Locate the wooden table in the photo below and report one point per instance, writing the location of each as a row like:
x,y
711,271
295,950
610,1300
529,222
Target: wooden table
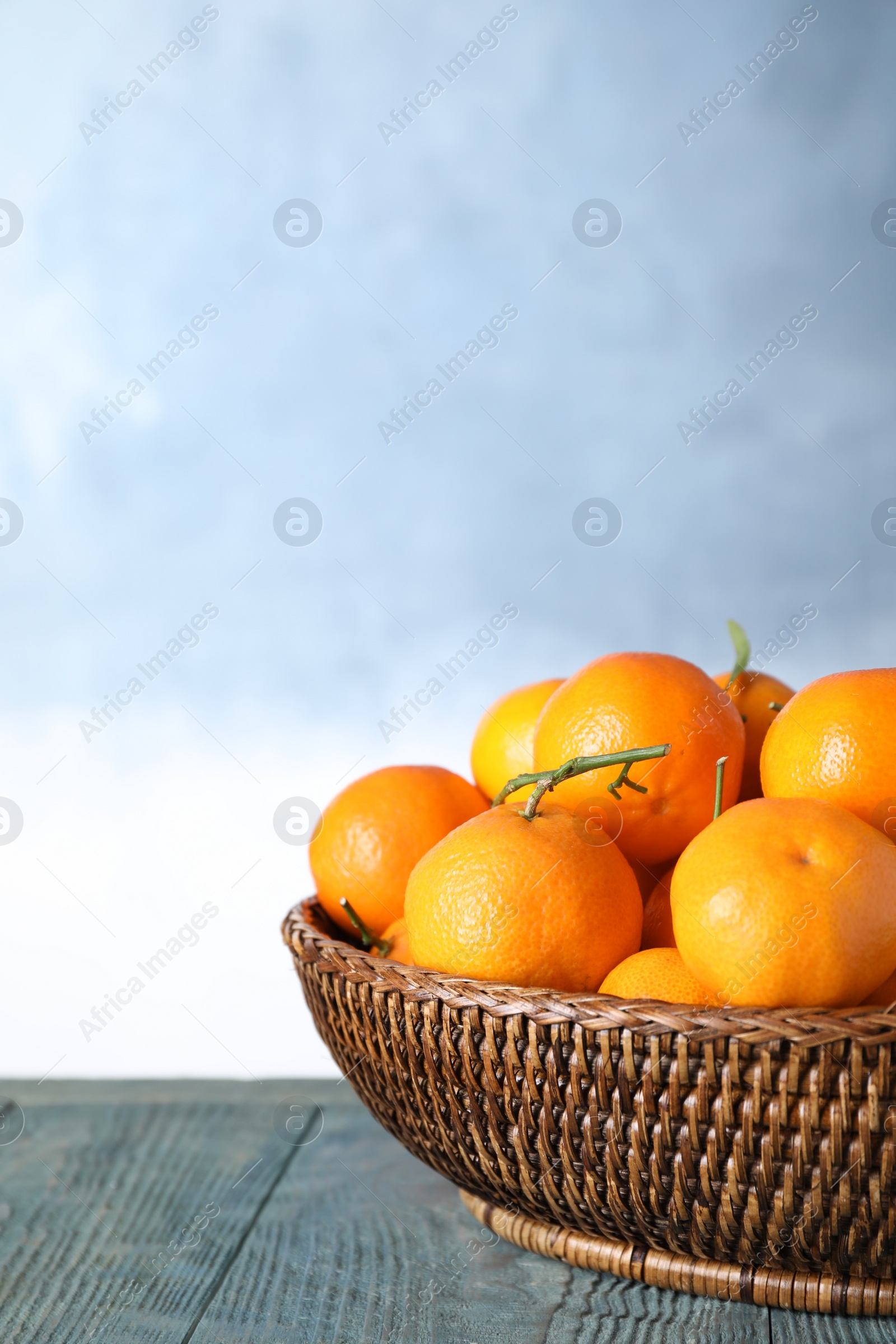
x,y
175,1211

______________________________

EXERCISE:
Recast every line of the entries above as a JSON list of strings, one string per line, with blank lines and the pictures left out.

RESULT FOR THIS TASK:
[
  "Locate the wooden table in the photo below and report one point per instance, writing the location of each as a row like:",
  "x,y",
  "711,271",
  "295,950",
  "610,1300",
  "529,222",
  "Target: wooden table",
  "x,y",
  "175,1211"
]